Try it => When the line with "Target: round eyeglass lens" appears below, start repeating lines exactly, and keep going through the line with "Each instance of the light"; add nothing outside that span.

++++

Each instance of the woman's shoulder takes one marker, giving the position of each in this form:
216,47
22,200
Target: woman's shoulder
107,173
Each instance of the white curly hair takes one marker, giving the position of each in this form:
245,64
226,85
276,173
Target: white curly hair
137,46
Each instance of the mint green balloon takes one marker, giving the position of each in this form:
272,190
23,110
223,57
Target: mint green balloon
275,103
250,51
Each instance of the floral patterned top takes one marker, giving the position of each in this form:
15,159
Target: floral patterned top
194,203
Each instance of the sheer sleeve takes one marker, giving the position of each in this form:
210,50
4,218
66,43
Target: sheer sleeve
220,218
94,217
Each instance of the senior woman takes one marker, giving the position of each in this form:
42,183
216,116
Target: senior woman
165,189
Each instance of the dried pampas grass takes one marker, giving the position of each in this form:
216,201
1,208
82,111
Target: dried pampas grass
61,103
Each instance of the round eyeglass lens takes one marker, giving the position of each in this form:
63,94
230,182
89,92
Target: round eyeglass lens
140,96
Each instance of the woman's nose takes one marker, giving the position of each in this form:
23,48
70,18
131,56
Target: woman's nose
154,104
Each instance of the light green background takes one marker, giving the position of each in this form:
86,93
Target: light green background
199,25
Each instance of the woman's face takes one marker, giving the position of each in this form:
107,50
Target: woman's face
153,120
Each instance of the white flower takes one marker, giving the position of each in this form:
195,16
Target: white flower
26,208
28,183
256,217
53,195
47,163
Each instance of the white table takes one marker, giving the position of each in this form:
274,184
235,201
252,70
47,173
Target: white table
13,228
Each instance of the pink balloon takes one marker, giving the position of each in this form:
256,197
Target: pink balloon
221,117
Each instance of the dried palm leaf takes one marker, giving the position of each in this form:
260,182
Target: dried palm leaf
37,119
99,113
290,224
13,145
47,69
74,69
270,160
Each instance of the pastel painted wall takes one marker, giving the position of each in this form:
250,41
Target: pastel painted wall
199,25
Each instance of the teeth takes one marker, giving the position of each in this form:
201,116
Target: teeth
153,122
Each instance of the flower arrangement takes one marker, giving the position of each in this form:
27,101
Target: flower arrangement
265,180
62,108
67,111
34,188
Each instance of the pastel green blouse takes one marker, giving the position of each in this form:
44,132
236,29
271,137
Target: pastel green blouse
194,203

++++

Answer section =>
Target: round eyeglass lens
140,96
Each instance of the woman's nose takes one marker, giving the position of each in this form:
23,48
70,18
131,56
Target: woman's nose
154,104
Each instance of the light green background takes one marker, giving the position of each in this form:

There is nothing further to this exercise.